## YOUR ASSIGNMENT
Continue the media release about the ARC Group mental health alliance from the point where it stops.

(PASSAGE FOR REVIEW Opens)

New mental health alliance to drive cost benefits
Media Release
7 July 2009
New mental health
alliance to drive cost benefits and innovation
Community based mental health services from throughout New Zealand have joined forces to bring together their collective expertise to share resources and ideas, minimize duplication and maximize their effectiveness.
ARC (act regionally and collaborate nationally) Group members are Walsh Trust (West Auckland), Wellink Trust (Wellington), Comcare (Christchurch) and Pact (Otago/Southland). They have agreed to work together in order to achieve critical mass in key areas, while retaining their own community identities.
ARC Group will be launched at a function in Wellington on 8 July 2009 to mark the 20th anniversary of the Wellink Trust.
Wellink Chief Executive Virginia MacEwan says the ARC collaboration offers the best of both worlds for members. “We get key benefits such as enhanced administrative capacity from being part of a larger group while still being grounded in our own communities, where recovery occurs and is sustained.”
ARC members are committed to the reform of New Zealand’s mental health services. They believe that while traditional mental health care approaches play a key role in the sector, the future lies in improving the capacity and capability of community-based support services and each community.

(PASSAGE FOR REVIEW Closes)
(AVAILABLE DATA Opens)

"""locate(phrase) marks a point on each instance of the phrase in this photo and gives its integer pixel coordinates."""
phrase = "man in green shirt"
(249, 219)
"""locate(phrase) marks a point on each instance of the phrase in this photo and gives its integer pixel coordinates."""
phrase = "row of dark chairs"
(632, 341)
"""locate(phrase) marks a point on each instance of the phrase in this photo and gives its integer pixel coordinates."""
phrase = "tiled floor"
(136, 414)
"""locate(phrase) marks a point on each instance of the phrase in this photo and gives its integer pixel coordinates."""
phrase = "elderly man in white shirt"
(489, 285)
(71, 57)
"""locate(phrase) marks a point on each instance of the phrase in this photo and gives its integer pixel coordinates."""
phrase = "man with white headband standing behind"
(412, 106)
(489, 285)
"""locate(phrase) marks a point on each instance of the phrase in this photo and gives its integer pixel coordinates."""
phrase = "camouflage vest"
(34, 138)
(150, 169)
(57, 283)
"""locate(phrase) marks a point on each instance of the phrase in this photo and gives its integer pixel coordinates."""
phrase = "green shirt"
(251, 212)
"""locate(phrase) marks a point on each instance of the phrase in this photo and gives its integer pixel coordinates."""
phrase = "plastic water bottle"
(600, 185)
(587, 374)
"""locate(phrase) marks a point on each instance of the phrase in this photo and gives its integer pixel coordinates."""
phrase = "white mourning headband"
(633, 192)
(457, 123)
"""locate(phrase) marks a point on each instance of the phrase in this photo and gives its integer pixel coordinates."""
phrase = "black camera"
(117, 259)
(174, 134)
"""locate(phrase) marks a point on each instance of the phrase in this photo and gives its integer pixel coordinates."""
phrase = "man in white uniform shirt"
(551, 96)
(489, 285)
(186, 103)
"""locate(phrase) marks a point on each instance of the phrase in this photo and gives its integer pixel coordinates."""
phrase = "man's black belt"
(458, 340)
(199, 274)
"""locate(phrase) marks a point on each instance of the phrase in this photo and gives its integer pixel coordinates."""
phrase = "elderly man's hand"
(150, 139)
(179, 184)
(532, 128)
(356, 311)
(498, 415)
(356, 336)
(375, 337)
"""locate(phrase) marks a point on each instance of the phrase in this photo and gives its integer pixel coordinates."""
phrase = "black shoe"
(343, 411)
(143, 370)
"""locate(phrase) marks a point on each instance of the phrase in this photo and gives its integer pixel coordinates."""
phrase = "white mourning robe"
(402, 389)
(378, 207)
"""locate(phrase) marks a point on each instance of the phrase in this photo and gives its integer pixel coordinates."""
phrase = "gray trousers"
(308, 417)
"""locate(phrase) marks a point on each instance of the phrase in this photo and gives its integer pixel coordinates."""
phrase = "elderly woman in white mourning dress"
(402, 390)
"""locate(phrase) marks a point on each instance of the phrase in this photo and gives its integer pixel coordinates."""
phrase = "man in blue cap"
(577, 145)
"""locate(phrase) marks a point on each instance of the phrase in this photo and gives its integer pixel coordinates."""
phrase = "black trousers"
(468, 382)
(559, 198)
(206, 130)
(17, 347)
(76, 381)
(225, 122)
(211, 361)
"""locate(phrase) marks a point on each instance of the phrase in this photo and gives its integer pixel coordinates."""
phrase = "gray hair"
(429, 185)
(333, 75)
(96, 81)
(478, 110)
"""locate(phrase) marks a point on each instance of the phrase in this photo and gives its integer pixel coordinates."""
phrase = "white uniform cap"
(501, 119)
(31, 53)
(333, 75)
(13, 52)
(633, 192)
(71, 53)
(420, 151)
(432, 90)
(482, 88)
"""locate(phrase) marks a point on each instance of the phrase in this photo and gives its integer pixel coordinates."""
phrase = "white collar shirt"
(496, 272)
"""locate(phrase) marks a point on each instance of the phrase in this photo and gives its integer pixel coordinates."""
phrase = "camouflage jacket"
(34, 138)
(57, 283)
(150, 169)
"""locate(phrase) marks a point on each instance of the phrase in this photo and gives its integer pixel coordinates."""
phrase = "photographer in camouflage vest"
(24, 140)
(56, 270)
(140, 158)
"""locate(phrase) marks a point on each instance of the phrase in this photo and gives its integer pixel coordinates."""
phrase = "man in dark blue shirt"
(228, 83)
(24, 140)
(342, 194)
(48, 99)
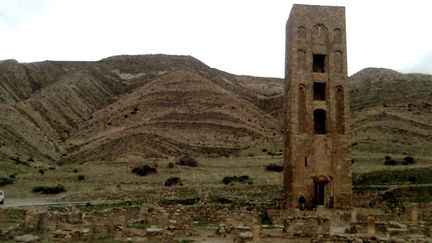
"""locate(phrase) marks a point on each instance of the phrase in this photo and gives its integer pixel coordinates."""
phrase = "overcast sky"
(237, 36)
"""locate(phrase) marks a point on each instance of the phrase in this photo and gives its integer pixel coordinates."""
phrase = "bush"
(274, 167)
(172, 181)
(144, 170)
(5, 181)
(408, 160)
(49, 190)
(232, 179)
(187, 160)
(390, 162)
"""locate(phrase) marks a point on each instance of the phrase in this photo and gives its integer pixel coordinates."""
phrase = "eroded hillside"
(135, 107)
(128, 107)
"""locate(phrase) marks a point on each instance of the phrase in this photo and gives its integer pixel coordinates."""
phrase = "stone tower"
(317, 148)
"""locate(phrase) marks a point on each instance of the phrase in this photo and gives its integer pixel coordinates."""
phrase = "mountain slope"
(391, 112)
(136, 107)
(139, 106)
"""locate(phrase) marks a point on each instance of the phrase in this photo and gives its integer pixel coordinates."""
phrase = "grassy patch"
(394, 177)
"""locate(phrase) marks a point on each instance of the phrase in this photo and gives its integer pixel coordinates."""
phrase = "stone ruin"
(317, 163)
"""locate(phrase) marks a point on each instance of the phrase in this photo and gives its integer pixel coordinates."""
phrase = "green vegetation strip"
(394, 177)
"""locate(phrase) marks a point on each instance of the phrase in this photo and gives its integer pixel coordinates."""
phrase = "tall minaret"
(317, 163)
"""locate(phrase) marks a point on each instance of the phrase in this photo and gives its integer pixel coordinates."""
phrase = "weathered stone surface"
(27, 238)
(244, 236)
(154, 231)
(317, 169)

(AVAILABLE DATA Closes)

## RESPONSE BOX
Virginia MacEwan says community based services have proved their worth over the past 20 years, making a strong contribution at the front line of mental health. Yet right now the sector faces real challenges in terms of strategic development, funding models and dominance of traditional approaches to service delivery.
“Despite these constraints, while DHB providers grapple with soaring deficits, NGOs continue to deliver and innovate within their budgets. NGOs providing mental health support services have become synonymous in New Zealand with low cost, high volume, service delivery.”
ARC welcomes the Government’s current focus on resourcing the front line because members pride themselves on understanding and responding to real need in their communities, she says.
“We are cost effective and often highly innovative. Collectively we employ 600 professional staff supported by skilled managers and administrative teams, providing services to around 3500 people each year.
“This happens in communities, not in hospitals, while social inclusion of people who use our services, and of the services themselves, is a fundamental principle of our work.
“We are collectively committed to building on this reality. By opening our organizations to exchange ideas and learn together we are creating a powerful mechanism for delivering outstanding community based mental health services, refinement of evidence-based practice and development of a high quality, dedicated and capable workforce.”